**Task item**. Below are the entries; tally the lines holding the string "chest" and give only that figure.
• • •
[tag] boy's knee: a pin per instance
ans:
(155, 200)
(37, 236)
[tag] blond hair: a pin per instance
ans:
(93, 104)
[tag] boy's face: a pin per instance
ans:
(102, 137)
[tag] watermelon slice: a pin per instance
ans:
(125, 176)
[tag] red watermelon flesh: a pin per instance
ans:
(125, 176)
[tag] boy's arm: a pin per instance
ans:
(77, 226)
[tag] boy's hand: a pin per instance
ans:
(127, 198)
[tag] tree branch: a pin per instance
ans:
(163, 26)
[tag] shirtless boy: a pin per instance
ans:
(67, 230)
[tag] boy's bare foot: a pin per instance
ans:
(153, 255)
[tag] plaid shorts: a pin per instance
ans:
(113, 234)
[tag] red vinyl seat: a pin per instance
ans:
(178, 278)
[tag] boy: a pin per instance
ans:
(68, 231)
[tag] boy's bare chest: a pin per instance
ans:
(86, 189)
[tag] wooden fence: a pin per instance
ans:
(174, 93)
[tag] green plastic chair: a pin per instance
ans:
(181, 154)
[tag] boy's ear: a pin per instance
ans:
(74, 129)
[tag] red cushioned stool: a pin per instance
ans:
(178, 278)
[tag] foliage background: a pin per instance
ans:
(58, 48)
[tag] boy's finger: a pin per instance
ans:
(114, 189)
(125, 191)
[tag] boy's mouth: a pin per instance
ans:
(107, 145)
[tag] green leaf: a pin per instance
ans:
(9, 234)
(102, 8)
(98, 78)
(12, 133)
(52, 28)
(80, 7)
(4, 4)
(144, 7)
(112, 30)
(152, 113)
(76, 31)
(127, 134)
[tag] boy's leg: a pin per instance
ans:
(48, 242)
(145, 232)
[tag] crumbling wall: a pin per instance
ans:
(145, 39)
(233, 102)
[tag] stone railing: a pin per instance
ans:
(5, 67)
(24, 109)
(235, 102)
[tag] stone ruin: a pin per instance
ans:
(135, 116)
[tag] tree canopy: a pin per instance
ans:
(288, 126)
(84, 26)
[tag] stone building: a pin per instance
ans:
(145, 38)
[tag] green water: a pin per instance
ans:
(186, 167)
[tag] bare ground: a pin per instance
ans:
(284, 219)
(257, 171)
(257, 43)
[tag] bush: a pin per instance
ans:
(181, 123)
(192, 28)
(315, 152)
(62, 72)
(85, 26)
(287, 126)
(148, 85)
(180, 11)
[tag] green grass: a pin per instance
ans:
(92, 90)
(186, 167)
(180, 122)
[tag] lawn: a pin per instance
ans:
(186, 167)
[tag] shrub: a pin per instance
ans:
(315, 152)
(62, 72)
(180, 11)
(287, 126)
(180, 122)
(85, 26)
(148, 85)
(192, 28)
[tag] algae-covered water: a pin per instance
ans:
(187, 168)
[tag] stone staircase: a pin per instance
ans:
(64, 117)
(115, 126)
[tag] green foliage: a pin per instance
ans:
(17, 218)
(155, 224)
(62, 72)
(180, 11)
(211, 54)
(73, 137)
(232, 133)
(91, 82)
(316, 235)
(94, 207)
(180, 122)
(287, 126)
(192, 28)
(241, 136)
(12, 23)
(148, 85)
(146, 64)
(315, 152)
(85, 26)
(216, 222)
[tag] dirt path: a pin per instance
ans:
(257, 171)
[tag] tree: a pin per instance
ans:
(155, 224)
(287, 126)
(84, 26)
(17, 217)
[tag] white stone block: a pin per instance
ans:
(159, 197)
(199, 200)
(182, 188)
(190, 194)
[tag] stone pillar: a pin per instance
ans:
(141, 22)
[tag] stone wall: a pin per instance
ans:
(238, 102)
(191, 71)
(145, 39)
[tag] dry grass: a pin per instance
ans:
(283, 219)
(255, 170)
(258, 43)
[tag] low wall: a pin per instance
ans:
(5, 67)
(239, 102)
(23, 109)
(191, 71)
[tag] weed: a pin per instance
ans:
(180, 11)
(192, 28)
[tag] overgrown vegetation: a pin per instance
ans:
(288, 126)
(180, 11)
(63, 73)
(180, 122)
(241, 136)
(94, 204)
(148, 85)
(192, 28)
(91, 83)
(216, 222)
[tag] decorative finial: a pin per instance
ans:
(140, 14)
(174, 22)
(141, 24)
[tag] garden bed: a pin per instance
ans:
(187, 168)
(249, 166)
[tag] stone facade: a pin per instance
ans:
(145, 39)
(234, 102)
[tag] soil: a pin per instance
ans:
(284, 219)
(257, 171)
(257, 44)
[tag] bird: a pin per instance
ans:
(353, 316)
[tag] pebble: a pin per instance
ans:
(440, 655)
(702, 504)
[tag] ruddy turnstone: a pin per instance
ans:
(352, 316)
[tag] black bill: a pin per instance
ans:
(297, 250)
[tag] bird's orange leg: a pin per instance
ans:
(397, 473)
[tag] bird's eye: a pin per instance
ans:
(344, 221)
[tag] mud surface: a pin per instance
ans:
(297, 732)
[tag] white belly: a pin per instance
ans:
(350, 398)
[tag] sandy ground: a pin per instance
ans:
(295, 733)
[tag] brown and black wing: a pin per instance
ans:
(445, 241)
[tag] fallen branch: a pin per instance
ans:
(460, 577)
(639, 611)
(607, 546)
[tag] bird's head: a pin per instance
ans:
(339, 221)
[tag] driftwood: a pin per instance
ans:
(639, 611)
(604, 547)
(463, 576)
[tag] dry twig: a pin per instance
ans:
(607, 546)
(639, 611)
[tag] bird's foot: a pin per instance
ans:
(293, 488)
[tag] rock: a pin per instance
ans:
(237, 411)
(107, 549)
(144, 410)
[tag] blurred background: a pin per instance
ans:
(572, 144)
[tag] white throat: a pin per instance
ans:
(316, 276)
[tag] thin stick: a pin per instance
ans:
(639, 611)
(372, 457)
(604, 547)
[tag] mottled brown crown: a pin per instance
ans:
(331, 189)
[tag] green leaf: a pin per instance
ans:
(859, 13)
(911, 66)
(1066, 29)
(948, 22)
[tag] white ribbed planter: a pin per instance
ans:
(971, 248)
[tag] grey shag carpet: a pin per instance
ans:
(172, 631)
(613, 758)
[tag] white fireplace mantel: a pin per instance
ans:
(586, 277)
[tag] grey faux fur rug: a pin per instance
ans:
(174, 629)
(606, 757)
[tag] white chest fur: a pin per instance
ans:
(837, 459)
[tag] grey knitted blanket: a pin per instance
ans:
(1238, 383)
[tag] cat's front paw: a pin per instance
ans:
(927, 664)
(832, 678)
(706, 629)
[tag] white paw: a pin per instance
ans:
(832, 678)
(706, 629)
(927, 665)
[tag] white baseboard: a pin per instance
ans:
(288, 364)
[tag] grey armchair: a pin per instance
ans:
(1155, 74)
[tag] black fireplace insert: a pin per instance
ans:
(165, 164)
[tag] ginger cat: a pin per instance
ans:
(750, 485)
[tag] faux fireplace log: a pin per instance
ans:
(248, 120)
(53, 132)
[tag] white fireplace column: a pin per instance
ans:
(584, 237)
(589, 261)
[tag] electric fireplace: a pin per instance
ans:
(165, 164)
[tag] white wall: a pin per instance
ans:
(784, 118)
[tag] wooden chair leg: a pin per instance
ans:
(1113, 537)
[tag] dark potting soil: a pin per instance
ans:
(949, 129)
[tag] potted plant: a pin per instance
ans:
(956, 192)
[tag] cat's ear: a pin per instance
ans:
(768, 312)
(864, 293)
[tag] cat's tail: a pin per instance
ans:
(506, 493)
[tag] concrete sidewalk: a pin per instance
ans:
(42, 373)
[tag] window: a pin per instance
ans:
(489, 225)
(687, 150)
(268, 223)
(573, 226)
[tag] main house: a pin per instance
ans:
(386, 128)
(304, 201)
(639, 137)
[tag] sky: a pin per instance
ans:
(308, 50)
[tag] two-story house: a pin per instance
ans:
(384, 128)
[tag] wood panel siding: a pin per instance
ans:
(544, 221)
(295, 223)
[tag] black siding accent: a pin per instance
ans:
• • •
**Expected answer**. 2